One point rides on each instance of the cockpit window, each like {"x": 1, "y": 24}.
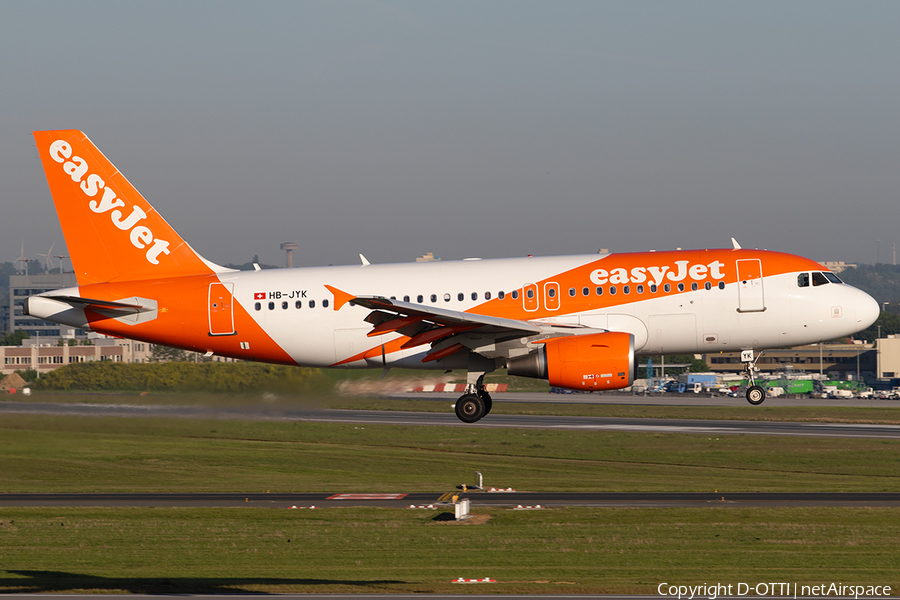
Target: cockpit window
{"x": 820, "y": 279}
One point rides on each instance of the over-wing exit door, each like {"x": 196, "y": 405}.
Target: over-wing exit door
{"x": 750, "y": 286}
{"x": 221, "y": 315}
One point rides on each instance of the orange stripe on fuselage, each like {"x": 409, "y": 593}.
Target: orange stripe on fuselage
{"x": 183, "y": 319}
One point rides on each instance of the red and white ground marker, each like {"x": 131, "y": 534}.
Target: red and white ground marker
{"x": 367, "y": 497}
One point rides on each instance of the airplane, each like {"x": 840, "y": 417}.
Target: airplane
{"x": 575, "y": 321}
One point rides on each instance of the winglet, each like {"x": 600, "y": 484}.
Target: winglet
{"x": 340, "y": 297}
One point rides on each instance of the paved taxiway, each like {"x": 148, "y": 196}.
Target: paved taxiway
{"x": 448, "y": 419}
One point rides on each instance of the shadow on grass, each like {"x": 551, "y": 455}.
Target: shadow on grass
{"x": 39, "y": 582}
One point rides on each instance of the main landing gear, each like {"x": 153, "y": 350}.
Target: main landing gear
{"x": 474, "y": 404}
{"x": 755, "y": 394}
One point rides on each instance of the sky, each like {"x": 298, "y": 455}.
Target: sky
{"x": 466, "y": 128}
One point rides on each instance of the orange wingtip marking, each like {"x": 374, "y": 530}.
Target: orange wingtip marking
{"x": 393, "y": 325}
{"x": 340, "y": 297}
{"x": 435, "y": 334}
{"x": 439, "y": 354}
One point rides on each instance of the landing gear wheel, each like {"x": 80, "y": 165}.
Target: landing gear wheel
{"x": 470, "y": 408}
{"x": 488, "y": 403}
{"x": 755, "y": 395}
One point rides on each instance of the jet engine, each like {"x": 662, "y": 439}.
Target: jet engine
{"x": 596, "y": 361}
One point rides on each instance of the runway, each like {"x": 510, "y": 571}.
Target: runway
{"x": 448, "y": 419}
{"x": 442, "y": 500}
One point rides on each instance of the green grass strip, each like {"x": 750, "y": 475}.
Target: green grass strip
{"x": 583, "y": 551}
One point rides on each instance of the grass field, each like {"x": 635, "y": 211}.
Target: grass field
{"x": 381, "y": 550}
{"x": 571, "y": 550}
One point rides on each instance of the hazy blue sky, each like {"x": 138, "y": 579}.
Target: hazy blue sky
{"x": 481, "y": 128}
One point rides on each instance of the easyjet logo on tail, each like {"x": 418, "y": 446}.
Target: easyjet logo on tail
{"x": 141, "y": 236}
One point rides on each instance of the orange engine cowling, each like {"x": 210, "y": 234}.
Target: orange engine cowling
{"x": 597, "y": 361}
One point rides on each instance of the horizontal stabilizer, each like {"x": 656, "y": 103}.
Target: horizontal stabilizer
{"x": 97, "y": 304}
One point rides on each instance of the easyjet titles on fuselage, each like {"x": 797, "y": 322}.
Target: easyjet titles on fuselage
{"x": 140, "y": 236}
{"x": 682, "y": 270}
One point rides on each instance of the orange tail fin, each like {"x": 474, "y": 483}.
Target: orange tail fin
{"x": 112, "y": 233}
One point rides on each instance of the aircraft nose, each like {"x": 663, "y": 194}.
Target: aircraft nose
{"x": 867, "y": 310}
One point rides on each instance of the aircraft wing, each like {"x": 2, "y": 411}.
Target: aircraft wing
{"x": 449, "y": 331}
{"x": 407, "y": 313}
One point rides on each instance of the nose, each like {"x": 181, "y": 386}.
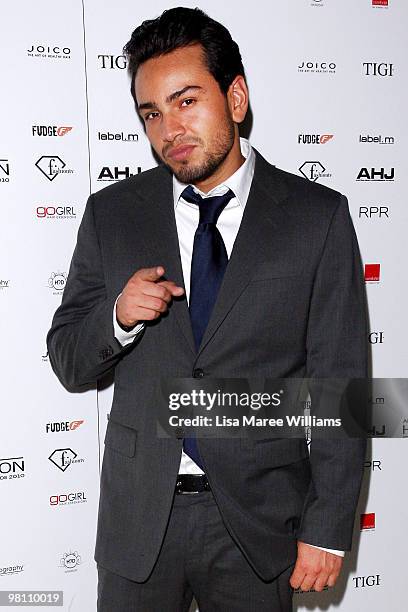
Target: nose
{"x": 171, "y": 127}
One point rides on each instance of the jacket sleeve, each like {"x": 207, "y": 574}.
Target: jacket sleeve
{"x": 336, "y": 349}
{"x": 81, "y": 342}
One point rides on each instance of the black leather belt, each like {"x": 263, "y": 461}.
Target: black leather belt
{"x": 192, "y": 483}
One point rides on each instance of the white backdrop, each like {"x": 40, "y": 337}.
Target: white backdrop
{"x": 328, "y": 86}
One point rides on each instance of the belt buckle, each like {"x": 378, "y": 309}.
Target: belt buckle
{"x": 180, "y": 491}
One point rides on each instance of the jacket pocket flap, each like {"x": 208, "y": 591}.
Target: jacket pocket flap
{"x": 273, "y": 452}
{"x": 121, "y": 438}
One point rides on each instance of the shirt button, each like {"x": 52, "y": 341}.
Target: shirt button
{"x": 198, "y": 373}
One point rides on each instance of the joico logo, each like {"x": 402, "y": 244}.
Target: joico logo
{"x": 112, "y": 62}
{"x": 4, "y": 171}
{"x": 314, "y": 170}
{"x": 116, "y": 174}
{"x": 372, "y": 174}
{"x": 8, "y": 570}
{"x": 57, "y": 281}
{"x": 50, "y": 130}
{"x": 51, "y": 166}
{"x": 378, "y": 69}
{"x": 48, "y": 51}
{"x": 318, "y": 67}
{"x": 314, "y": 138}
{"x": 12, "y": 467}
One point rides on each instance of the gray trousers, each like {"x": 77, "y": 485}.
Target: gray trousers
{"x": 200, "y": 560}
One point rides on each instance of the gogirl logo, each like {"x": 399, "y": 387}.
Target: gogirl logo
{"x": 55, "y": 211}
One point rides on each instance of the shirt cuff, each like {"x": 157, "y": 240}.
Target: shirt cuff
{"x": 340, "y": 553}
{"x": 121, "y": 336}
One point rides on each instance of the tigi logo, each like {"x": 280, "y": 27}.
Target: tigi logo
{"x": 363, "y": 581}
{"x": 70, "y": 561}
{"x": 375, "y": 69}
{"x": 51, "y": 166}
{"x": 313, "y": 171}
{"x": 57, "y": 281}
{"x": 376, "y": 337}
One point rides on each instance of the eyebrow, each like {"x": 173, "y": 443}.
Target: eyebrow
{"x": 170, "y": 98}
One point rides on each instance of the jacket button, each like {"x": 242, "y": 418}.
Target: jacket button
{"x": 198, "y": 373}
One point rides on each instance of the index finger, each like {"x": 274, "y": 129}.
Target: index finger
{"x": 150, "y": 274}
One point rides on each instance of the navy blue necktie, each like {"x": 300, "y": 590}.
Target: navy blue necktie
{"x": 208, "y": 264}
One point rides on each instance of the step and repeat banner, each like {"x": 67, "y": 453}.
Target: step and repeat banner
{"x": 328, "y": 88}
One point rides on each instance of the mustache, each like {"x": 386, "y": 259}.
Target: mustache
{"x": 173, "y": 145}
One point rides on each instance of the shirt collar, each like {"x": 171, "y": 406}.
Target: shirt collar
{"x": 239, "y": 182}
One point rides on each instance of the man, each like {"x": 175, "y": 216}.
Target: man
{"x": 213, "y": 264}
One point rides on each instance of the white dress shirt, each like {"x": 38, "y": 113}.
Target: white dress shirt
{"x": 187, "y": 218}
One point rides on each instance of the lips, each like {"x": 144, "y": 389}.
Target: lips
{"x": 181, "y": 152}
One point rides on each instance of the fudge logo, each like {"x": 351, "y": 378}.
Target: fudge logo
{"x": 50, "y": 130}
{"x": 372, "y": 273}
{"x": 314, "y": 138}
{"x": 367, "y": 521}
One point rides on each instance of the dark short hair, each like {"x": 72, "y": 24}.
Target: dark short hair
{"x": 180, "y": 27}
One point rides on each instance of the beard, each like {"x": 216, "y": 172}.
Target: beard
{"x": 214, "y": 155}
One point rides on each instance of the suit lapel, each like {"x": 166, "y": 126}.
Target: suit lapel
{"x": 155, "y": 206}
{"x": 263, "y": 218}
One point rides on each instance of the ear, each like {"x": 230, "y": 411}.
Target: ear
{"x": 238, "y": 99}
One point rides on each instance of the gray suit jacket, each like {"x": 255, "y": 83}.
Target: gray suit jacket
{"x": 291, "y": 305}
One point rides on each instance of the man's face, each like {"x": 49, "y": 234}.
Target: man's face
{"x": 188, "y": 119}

##############################

▶ **Task description**: Will you return exactly the lines above from the one with "One point rides on each instance of the airplane, each" down to the one with "One point rides on each instance of the main", counting both as part of the range?

▶ **Reply**:
One point rides on each instance of the airplane, each like {"x": 840, "y": 417}.
Target: airplane
{"x": 575, "y": 321}
One point rides on each instance of the winglet, each like {"x": 600, "y": 484}.
Target: winglet
{"x": 340, "y": 297}
One point rides on each instance of the paved taxiway, each like {"x": 148, "y": 196}.
Target: paved taxiway
{"x": 448, "y": 419}
One point rides on each instance of the shadow on grass, each like {"x": 551, "y": 455}.
Target: shadow on grass
{"x": 39, "y": 582}
One point rides on each instance of the main landing gear, each like {"x": 153, "y": 350}.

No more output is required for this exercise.